> **ASSIGNMENT 1**
Answer each question using the article on South Africa's vaccine rollout.
(a) From which country did South Africa receive its first consignment of Oxford-AstraZeneca vaccines?
(b) How many people is the government still committed to immunizing?
(c) Where are the vaccines currently stored?
> **ASSIGNMENT 2**
From the article on South Africa's vaccine rollout, copy the stretch from "He said the" through "administer the jab." word for word.

Health Minister, Dr Zweli Mkhize, believes that South Africa is right on track to roll out its vaccination campaign, which is due to start in a few days.
Addressing Parliament's Portfolio Committee on Health on Friday, Mkhize said the country is ready to give the first COVID-19 jabs to healthcare workers once the vaccines have undergone quality assurance checks.
He has described Monday, 1 February, as an exciting day after the country received its first consignment of Oxford-AstraZeneca vaccines from India.
"We have indicated that one of the major forms of prevention is the provision of vaccines in order to create immunity amongst our people," he said.
However, the Minister admitted that is has been a challenging exercise to manage the issue of vaccines, as many nations scrambled to get their hands on them.
"The global demand is the same for every country throughout the whole world. Everything is happening at the same time for every country, so that creates its own dynamics."
The Minister said the State has had to contend with the fact that not all vaccines have their efficacy results out.
However, Mkhize has assured the committee that government is on course for the vaccination programme.
He told the members that government is still committed to immunising 40 million people in the country.
Mkhize said government is working with everyone including the private sector and labour to ensure that their response is coordinated.
He said the vaccines are currently stored at Biovac and also at centres across the country where cold chain conditions are observed.
Security and training
The State has beefed up security, while hundreds of healthcare workers have been trained to administer the jab.

> **GIVEN RECORDS**
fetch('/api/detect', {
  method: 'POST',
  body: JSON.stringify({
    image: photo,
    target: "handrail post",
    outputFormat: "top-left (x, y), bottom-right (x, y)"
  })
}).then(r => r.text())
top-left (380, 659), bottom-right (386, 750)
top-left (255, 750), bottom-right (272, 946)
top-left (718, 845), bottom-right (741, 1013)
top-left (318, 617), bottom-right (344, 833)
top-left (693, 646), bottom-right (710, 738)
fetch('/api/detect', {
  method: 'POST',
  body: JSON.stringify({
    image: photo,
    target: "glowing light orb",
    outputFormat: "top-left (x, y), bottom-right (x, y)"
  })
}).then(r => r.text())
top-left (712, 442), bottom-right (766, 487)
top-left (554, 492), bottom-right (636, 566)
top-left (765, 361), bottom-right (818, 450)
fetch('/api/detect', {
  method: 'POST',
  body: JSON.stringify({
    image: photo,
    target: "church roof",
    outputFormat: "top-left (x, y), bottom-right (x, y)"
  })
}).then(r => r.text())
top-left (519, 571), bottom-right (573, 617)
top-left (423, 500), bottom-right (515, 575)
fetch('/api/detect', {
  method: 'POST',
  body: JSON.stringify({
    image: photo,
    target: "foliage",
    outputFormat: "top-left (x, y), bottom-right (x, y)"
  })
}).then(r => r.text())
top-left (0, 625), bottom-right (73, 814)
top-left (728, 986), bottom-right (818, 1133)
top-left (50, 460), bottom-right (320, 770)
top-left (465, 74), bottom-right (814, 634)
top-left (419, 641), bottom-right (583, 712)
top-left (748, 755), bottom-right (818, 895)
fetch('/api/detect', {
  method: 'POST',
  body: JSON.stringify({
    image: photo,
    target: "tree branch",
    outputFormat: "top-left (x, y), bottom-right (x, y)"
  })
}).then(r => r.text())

> **WRITTEN RESPONSE 1**
(a) India.
(b) 40 million people.
(c) At Biovac and at centres across the country where cold chain conditions are observed.

> **WRITTEN RESPONSE 2**
He said the vaccines are currently stored at Biovac and also at centres across the country where cold chain conditions are observed.
Security and training
The State has beefed up security, while hundreds of healthcare workers have been trained to administer the jab.